:: RAW RECORDS ::

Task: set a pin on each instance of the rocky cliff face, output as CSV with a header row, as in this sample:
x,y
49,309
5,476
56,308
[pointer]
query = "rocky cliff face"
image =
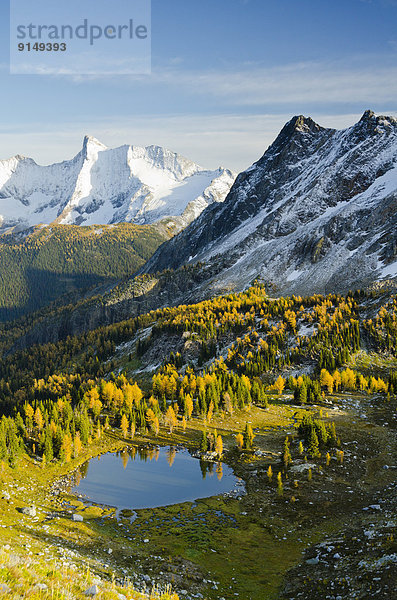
x,y
317,213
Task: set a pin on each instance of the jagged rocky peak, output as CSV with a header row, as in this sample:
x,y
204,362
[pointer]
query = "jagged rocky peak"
x,y
102,185
316,212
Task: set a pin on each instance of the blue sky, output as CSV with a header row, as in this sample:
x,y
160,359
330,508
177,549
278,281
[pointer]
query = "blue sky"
x,y
226,75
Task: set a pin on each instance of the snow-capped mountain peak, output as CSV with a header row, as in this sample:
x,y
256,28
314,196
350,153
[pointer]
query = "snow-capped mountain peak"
x,y
317,212
102,185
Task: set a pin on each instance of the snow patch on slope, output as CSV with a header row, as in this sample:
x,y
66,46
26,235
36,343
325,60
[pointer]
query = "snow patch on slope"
x,y
104,186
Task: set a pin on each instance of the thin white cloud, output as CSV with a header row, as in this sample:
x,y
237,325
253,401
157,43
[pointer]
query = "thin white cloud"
x,y
311,82
233,141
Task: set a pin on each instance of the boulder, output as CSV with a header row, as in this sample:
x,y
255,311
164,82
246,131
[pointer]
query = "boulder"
x,y
92,591
77,518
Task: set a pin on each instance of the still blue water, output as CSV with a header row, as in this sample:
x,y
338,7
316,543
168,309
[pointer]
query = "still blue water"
x,y
146,478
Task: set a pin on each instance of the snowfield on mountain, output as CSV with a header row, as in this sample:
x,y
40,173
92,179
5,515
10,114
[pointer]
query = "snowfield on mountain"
x,y
105,186
317,213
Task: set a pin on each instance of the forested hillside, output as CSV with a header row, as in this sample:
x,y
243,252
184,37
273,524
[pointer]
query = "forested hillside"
x,y
38,268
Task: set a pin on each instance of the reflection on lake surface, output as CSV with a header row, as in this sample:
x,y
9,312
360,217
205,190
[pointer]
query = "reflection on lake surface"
x,y
150,477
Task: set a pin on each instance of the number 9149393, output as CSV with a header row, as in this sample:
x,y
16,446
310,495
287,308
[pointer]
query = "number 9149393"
x,y
42,47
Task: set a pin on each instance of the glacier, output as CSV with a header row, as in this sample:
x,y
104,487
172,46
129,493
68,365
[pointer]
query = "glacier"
x,y
102,186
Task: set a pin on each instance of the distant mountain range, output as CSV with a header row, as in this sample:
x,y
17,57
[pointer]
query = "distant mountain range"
x,y
107,186
317,213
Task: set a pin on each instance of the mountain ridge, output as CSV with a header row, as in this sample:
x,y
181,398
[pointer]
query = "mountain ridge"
x,y
288,216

:::

Output every line of the data entries above unchanged, omitting the pictures.

▸ THE COMPLETED TASK
Task: set a pin on each instance of the rocky cliff face, output as CSV with a header row, as in this sample:
x,y
49,309
5,476
56,308
[pointer]
query = "rocky cliff face"
image =
x,y
317,213
Task: set a pin on each instance of the jagged rocky peak, output as CSV with a header row, as in this sample:
x,y
204,362
[pointer]
query = "jagged rocky peak"
x,y
102,185
316,212
Task: set a pin on each instance of the blue sky, output as CSV with a header row, as in this sample:
x,y
160,359
330,508
177,549
278,281
[pointer]
query = "blue sky"
x,y
226,75
Task: set a pin on each instance of the snow-capped mountain peak, output as CSV with a header row, as in this sample:
x,y
256,28
314,196
350,153
[pointer]
query = "snow-capped mountain peak"
x,y
317,212
102,185
Task: set a pin on each instance of the snow patch on slope, output as CSV with a header row, as in this sample:
x,y
66,46
26,235
36,343
325,60
[pointer]
query = "snow patch on slope"
x,y
104,186
Task: set a pin on each instance of the thin white cloud, output as CSV with a header row, as in this sample:
x,y
237,325
253,401
157,43
[pointer]
query = "thin white cloud"
x,y
311,82
233,141
Task: set a pin on each instance of the boulder, output as CSV with a header row, as in this sample:
x,y
255,311
164,82
246,131
[pointer]
query = "boulder"
x,y
92,591
77,518
Task: set a pin on each instance of the still blue water, output as CSV with a header row, as in this sample:
x,y
338,7
316,543
168,309
[pointer]
query = "still blue water"
x,y
146,478
Task: set a pin on each instance of the snowfield on mountain, output as CSV with a header row, as in this sample:
x,y
40,173
92,179
5,515
10,114
[pointer]
query = "snowfield on mountain"
x,y
105,186
317,213
Task: set a pin on each instance of the forested hillside, output as CSV with a header row, as in this sample:
x,y
243,252
184,37
273,524
[pointer]
query = "forested hillside"
x,y
38,268
Task: set a pin on each instance of the reflection on lake surface, output as CSV with a header row, as in this sample:
x,y
9,312
360,217
205,190
[pointer]
query = "reflection on lake surface"
x,y
150,477
Task: set a pin on each instance of the number 9149393, output as CSV with a header row, as in this sample:
x,y
16,446
310,495
287,308
[pointer]
query = "number 9149393"
x,y
42,47
Task: set a pin on each instance of the glacier, output as CSV with a header row, as in this sample:
x,y
104,487
172,46
129,493
68,365
[pointer]
query = "glacier"
x,y
102,186
Task: set a pin on each instance of the distant mountain range, output as CSV with a header row, as in this sample:
x,y
17,57
[pointer]
query = "distant mountain range"
x,y
107,186
317,213
Task: set a pin on each instance of the mountain ridge, output as CSV with a header row, as in this sample:
x,y
181,398
[pointer]
query = "mountain ridge"
x,y
288,216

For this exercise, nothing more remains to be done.